Copy out the records below, substituting "integer-pixels" for every "whole-pixels" and keeping everything else the same.

━━━━━ Provided information ━━━━━

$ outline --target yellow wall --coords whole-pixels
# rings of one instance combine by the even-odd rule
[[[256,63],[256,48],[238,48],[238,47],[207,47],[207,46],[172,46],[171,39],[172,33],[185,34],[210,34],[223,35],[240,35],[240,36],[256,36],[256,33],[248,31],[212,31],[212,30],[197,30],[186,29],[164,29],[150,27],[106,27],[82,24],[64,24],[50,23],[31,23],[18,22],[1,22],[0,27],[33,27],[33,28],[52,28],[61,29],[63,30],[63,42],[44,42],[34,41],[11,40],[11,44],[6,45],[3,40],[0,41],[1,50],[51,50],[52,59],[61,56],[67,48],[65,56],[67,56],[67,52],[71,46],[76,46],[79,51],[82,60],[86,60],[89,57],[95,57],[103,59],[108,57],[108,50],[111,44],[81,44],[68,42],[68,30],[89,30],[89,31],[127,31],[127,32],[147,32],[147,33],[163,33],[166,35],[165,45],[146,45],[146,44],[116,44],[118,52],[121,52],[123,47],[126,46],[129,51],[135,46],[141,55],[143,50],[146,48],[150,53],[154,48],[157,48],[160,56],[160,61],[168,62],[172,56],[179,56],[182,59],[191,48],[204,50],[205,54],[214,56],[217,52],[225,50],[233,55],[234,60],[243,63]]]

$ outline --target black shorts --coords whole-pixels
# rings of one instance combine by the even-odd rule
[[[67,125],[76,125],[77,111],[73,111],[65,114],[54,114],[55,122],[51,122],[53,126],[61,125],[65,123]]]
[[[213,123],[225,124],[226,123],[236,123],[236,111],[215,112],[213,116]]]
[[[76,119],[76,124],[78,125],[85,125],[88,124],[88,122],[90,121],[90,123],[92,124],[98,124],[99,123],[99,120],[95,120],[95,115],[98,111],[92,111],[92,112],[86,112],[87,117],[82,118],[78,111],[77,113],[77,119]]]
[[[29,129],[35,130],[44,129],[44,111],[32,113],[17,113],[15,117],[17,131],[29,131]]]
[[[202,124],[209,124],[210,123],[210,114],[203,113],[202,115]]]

━━━━━

» Output of the exercise
$ outline --target yellow wall --coords integer-pixels
# rings of one instance combine by the even-odd rule
[[[256,63],[256,48],[238,48],[238,47],[207,47],[207,46],[172,46],[171,39],[172,33],[185,34],[210,34],[223,35],[240,35],[240,36],[256,36],[256,33],[248,31],[212,31],[212,30],[197,30],[186,29],[164,29],[150,27],[106,27],[82,24],[64,24],[50,23],[31,23],[18,22],[1,22],[0,27],[33,27],[33,28],[52,28],[61,29],[63,30],[63,42],[44,42],[34,41],[11,40],[11,44],[6,45],[3,40],[0,41],[1,50],[51,50],[52,59],[61,56],[67,48],[65,56],[67,56],[67,52],[71,46],[76,46],[79,51],[82,60],[86,60],[89,57],[95,57],[103,59],[108,57],[108,50],[111,44],[81,44],[68,42],[68,30],[89,30],[89,31],[127,31],[127,32],[147,32],[147,33],[163,33],[166,35],[165,45],[146,45],[146,44],[116,44],[118,52],[121,52],[123,47],[126,46],[129,51],[135,46],[141,55],[143,50],[146,48],[150,53],[154,48],[157,48],[160,56],[160,61],[168,62],[172,56],[179,56],[182,59],[191,48],[204,50],[205,54],[214,56],[217,52],[225,50],[233,55],[234,60],[243,63]]]

$ outline --target black shorts --coords integer-pixels
# rings of one instance combine by the even-odd rule
[[[67,125],[76,125],[77,111],[73,111],[65,114],[54,114],[55,122],[51,122],[53,126],[61,125],[65,123]]]
[[[213,123],[225,124],[226,123],[236,123],[236,111],[215,112],[213,116]]]
[[[76,119],[76,124],[78,125],[85,125],[88,124],[88,122],[90,121],[90,123],[92,124],[98,124],[99,123],[99,120],[95,120],[95,115],[98,111],[92,111],[92,112],[86,112],[87,117],[82,118],[78,111],[77,113],[77,119]]]
[[[29,129],[35,130],[44,129],[44,111],[32,113],[17,113],[15,117],[17,131],[29,131]]]
[[[202,124],[209,124],[210,123],[210,114],[203,113],[202,115]]]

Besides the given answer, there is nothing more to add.